**WHAT TO PRODUCE:**
Go through the entries and copy every one exactly.

#### RECORDS SUPPLIED ####

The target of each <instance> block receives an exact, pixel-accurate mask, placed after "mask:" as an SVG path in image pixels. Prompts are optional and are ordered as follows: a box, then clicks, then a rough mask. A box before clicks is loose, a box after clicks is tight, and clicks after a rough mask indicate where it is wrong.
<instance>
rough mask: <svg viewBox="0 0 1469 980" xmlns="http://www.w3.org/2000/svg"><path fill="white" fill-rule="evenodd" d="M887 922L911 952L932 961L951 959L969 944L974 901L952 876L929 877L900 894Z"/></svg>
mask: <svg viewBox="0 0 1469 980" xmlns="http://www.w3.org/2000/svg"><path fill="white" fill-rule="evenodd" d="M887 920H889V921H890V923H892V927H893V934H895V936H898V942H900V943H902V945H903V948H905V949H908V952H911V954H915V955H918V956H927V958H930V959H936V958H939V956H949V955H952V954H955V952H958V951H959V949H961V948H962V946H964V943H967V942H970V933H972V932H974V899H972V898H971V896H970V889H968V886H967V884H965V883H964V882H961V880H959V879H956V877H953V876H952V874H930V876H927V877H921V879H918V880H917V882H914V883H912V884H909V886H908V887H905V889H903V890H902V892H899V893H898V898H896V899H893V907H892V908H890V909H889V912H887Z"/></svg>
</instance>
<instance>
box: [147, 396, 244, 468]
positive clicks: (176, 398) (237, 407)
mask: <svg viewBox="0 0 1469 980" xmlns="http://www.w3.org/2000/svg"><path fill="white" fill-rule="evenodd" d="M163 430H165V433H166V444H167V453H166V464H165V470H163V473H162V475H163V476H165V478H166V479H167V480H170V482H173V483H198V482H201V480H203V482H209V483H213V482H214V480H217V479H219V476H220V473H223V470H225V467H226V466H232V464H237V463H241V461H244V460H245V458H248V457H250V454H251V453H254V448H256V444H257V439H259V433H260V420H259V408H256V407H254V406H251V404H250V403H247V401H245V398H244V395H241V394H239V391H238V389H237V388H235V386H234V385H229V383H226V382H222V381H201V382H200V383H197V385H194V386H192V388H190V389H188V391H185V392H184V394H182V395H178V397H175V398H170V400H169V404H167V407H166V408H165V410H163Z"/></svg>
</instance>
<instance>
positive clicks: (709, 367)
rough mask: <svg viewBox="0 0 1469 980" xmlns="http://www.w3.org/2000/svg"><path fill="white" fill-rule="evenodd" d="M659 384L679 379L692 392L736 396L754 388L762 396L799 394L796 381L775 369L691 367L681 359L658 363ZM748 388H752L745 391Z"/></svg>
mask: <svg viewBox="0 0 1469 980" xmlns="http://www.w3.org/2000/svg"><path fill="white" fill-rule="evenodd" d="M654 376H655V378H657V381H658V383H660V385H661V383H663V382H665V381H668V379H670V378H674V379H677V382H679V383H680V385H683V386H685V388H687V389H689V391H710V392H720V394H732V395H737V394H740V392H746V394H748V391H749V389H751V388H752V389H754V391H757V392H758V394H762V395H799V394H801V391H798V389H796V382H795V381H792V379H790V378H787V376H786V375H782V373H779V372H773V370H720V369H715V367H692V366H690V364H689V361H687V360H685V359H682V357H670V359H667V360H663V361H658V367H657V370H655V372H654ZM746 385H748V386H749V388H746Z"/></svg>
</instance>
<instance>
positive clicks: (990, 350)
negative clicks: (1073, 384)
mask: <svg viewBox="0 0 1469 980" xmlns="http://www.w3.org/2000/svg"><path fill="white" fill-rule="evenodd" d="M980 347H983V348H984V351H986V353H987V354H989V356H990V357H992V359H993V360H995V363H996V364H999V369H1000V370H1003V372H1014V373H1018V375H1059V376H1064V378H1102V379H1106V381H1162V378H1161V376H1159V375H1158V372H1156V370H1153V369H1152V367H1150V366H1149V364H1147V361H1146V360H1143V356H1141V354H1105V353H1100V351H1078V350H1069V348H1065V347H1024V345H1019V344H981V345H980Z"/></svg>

####

**SOLUTION TO THIS PROBLEM:**
The target of each <instance> block receives an exact, pixel-accurate mask, placed after "mask:" as an SVG path in image pixels. Prompts are optional and are ordered as follows: a box, then clicks, then a rough mask. A box before clicks is loose, a box after clicks is tight, and clicks after a rough mask indicate where it is wrong.
<instance>
rough mask: <svg viewBox="0 0 1469 980" xmlns="http://www.w3.org/2000/svg"><path fill="white" fill-rule="evenodd" d="M887 922L911 952L932 961L951 959L969 944L974 901L952 876L929 877L900 894Z"/></svg>
mask: <svg viewBox="0 0 1469 980" xmlns="http://www.w3.org/2000/svg"><path fill="white" fill-rule="evenodd" d="M887 920H889V921H890V923H892V927H893V934H895V936H898V942H900V943H902V945H903V948H905V949H908V952H911V954H915V955H918V956H927V958H930V959H936V958H939V956H949V955H952V954H955V952H958V951H959V949H961V948H962V946H964V943H967V942H970V933H972V932H974V899H972V898H971V896H970V889H968V886H967V884H965V883H964V882H961V880H959V879H956V877H953V876H952V874H930V876H927V877H921V879H918V880H917V882H914V883H912V884H909V886H908V887H905V889H903V890H902V892H899V893H898V898H896V899H893V907H892V908H890V909H889V912H887Z"/></svg>
</instance>
<instance>
box: [147, 396, 244, 468]
positive clicks: (176, 398) (237, 407)
mask: <svg viewBox="0 0 1469 980" xmlns="http://www.w3.org/2000/svg"><path fill="white" fill-rule="evenodd" d="M163 430H165V433H166V444H167V453H166V464H165V470H163V473H162V475H163V476H165V478H166V479H167V480H170V482H173V483H198V482H201V480H203V482H209V483H213V482H214V480H217V479H219V476H220V473H223V470H225V467H226V466H232V464H237V463H241V461H244V460H245V458H248V457H250V454H251V453H254V448H256V444H257V439H259V433H260V420H259V408H256V407H254V406H251V404H250V403H247V401H245V398H244V395H241V394H239V391H238V389H237V388H235V386H234V385H229V383H226V382H222V381H201V382H200V383H197V385H194V386H192V388H190V389H188V391H185V392H184V394H182V395H178V397H175V398H170V400H169V404H167V407H166V408H165V410H163Z"/></svg>
</instance>
<instance>
positive clicks: (709, 367)
rough mask: <svg viewBox="0 0 1469 980" xmlns="http://www.w3.org/2000/svg"><path fill="white" fill-rule="evenodd" d="M659 384L679 379L692 392L736 396L754 388L762 396L799 394L796 381L775 369L691 367L681 359L658 363ZM748 388H752L745 391Z"/></svg>
mask: <svg viewBox="0 0 1469 980" xmlns="http://www.w3.org/2000/svg"><path fill="white" fill-rule="evenodd" d="M654 376H655V378H657V381H658V383H660V385H661V383H663V382H665V381H668V379H670V378H674V379H677V382H679V383H680V385H683V386H685V388H687V389H689V391H710V392H720V394H732V395H737V394H740V392H746V394H748V391H749V389H751V388H752V389H754V391H757V392H758V394H762V395H799V394H801V391H798V389H796V382H795V381H792V379H790V378H787V376H786V375H782V373H779V372H773V370H720V369H715V367H692V366H690V364H689V361H687V360H685V359H682V357H670V359H667V360H663V361H658V367H657V370H655V372H654ZM746 385H748V386H749V388H746Z"/></svg>
</instance>
<instance>
positive clicks: (990, 350)
negative clicks: (1073, 384)
mask: <svg viewBox="0 0 1469 980" xmlns="http://www.w3.org/2000/svg"><path fill="white" fill-rule="evenodd" d="M980 347H983V348H984V351H986V353H987V354H989V356H990V357H992V359H993V360H995V363H996V364H999V369H1000V370H1003V372H1014V373H1018V375H1059V376H1064V378H1102V379H1106V381H1162V378H1161V376H1159V375H1158V372H1156V370H1153V369H1152V367H1150V366H1149V364H1147V361H1146V360H1143V356H1141V354H1105V353H1100V351H1078V350H1069V348H1065V347H1024V345H1019V344H981V345H980Z"/></svg>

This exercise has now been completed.